作業内容:
1: 労働行政に関する質問文によると、厚生労働省が労働時間の適正な把握のために使用者が講ずべき措置について通達を出したのは平成何年ですか。
2: 労働行政に関する質問文の最後の文に続けて、その先を書き進めてください。

平成28年12月定例会 一般質問 質疑質問・答弁全文(中野英幸議員)

労働行政について

Q 中野英幸議員(自民

労働行政について3点お伺いをいたします。
1番目に、労働基準法改正の方向についてお伺いいたします。
最近では、電通の新入社員の女性が過労自殺し、労災認定とされるなど、企業での過重労働が問題となっています。厚生労働省は、平成13年に労働時間の適正な把握のために、使用者が講ずべき措置について通達を出しており、労働局における労働行政の基準を明確にしています。この通達に基づき、都道府県労働局は使用者の労働時間の把握について指導してまいりました。始業、終業時刻を確認する場合、具体的にはタイムカードやICカード等の客観的な記録を根拠とした時間管理を基準にしており、使用者は勤務時間を一分単位で管理することになります。
しかし、この勤務時間の把握方法だけでは、在社時間しか管理することはできません。タイムカードやICカードで管理される在社時間によって、仕事をしていない時間を実労働時間にみなされると、人件費の増加につながることから、企業として負担が大きく、給与のベースアップに踏み切れないジレンマに陥りやすい状況にあります。
また、早出や残業の管理時間については、自己申告制を採用している場合、残業命令書とこれに対する報告書などの記録を突き合わせることが求められており、労働局は厳格に確認をいたしております。この早出や残業も、現在継続審議となっている労働基準法改正案が可決されれば、月60時間を超える場合に割増賃金率を50パーセントへ引き上げることとしている現行法の中小企業への適用猶予期間が廃止されることになり、使用者は何らかの対応を求められることになります。
この対応策として、ワークライフバランス、業務の効率化や短時間労働の活用など、早出・残業時間を抑制するための新たな働き方を導入することが必要になります。こうした中小企業における労働時間や割増賃金率などの問題を踏まえ、労働基準法改正の方向について産業労働部長の御所見をお伺いいたします。
2番目に、中小企業の労働力確保についてお伺いをいたします。
我が国で正規・非正規労働者の間における同一労働・同一賃金が実施された場合、大企業への人材の集中が加速し、中小企業では必要な人材の確保や業務の品質向上による人材の新陳代謝を図ることが非常に難しくなります。確かに、適正な労働環境を整えることは重要なことでありますが、その影響は財務状況の圧迫や人材不足などの問題として、中小企業に重くのしかかっており、いずれは経営が立ち行かない状況になるのではないかと危惧しております。人材の流動性という意味では、整理解雇の4要件の緩和も必要になるのではないでしょうか。このままでは、雇用の流動化が生まれず、企業の設立や新産業の振興にも支障を来すと考えます。そこで、規制と緩和による中小企業の労働力確保について、産業労働部長にお伺いをいたします。

データ一覧:
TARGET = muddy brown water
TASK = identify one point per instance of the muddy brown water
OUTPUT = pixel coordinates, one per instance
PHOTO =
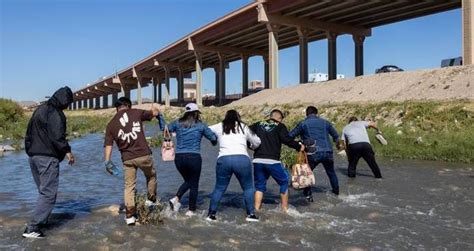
(418, 205)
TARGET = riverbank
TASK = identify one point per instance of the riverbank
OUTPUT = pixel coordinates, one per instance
(424, 130)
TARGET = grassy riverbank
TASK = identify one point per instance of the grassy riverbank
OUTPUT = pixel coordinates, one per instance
(415, 130)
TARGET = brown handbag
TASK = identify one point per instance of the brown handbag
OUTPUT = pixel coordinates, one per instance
(301, 174)
(167, 147)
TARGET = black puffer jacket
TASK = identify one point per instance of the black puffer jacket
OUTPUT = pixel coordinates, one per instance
(46, 133)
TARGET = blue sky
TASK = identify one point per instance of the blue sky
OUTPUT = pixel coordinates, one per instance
(46, 44)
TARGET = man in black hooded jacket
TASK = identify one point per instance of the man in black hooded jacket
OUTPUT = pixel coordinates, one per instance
(46, 145)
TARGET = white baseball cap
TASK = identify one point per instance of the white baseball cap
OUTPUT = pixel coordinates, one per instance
(191, 107)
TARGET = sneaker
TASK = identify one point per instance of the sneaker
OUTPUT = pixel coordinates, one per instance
(190, 213)
(131, 221)
(150, 203)
(174, 204)
(211, 217)
(36, 234)
(252, 218)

回答:
1: 平成13年です。

2:
3番目に、中小企業の支援についてお伺いをいたします。
中小企業は、適正な労働環境を整えるために、厳しい経営環境に置かれながらも、企業の経営が立ち行かなくなれば、労働環境を整えるどころか労働者も望まない結果を生み出すことにつながり、労働行政の指導が本末転倒になってしまいます。国の労働行政は、どうしても上意下達の指導が見受けられますが、労働環境をよりよく、使用者の負担も軽減されるよう、本県独自に中小企業の実情を踏まえたアドバイスやサポートを推進する意思はないのか、産業労働部長にお伺いをいたします。

A 立川吉朗 産業労働部長

まず、「労働基準法改正の方向について」でございます。
労働基準法は、長時間労働を抑制するとともに、労働者が、その健康を確保しつつ、創造的な能力を発揮しながら効率的に働くことができる環境を整備することを目的に改正される見込みでございます。
議員お話しの過労死問題で明らかなように、事業運営を担う労働者の健康確保は重要であることから、改正案の方向は望ましいものと考えております。
次に、「中小企業の労働力確保について」でございます。
現在、国は「働き方改革実現会議」を設置し、一億総活躍社会の実現のカギとなる「働き方改革」に積極的に取り組んでいます。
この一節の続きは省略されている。